Request: Pull out every one of the lines below and reproduce each one verbatim.

--- Start Dataset entries ---

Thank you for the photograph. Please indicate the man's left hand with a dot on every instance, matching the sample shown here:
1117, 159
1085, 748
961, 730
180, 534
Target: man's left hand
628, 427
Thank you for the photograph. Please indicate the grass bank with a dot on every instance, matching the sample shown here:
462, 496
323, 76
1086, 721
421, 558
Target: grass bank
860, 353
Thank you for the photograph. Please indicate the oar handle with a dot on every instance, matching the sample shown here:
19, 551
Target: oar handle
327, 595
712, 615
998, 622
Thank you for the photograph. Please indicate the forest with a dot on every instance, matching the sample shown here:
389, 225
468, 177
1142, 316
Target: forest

--- End Dataset entries ---

Task result:
Thank you for the photograph. Please indicate the man's left hand with a dot on every instance, matching the sample shown here:
1117, 159
1085, 748
961, 730
180, 534
Target: man's left hand
628, 427
Thank you for the photograph. Please indicate the grass bank with a dot on every instance, matching the sample shown here:
462, 496
323, 76
1086, 721
421, 558
Target: grass bank
860, 353
Thank you for the photograph. Please indicate the oar handle with a dot on every instance, matching the sample shown here:
19, 551
Target: oar handle
327, 595
712, 615
998, 622
Thank you for the photograph. Please indicate the forest with a dot on every instance, matching the sample shown here:
389, 225
468, 177
1142, 316
Target: forest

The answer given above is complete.